Problem statement >> Pick out every line below that contains the word "instance" and reproduce each such line in full.

Provided records >>
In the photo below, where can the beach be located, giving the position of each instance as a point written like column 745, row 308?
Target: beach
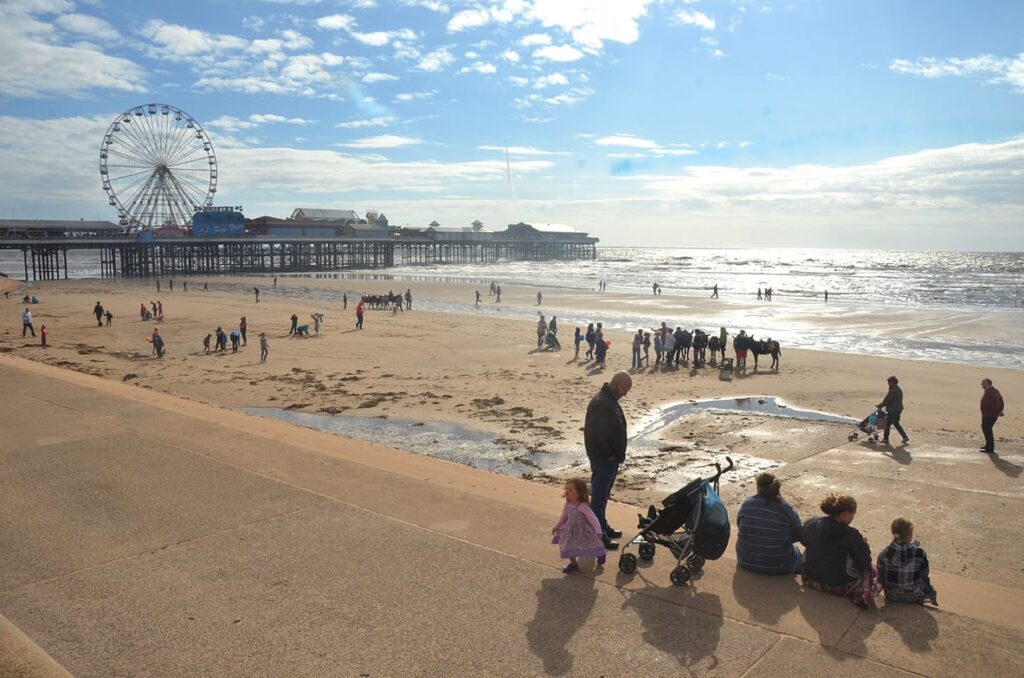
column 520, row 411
==
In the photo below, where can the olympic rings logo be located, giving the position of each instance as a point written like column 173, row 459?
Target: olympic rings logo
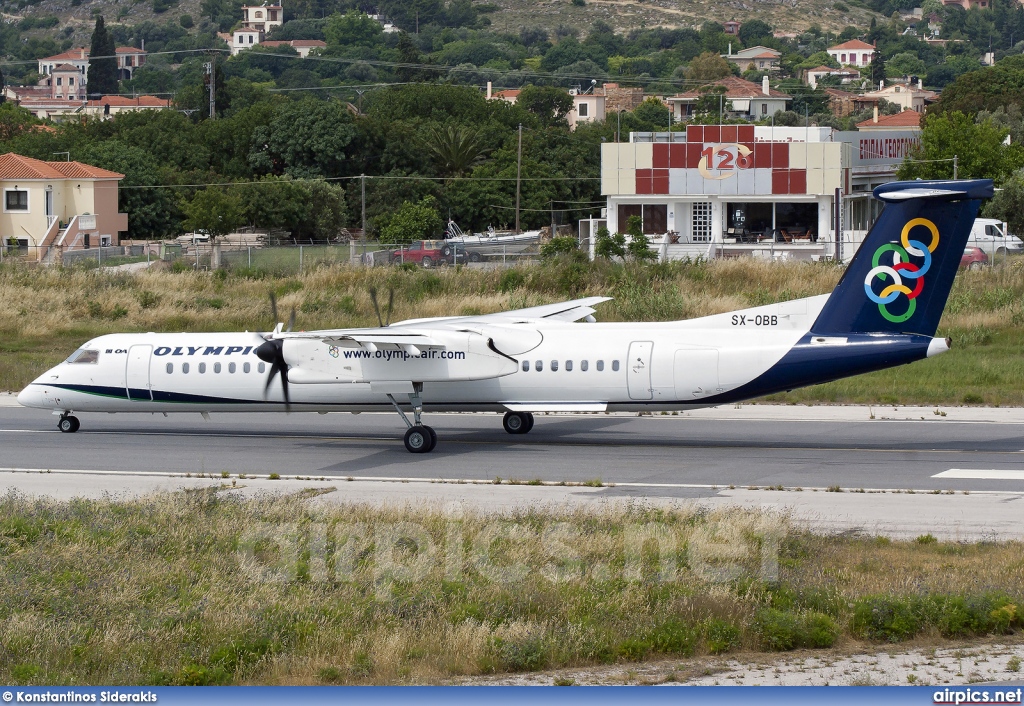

Final answer >>
In the photo below, where can the beach be located, giving the position of each instance as a point written like column 745, row 308?
In the photo below, where can the olympic rings logo be located, giving the position of each instance as a point written like column 173, row 459?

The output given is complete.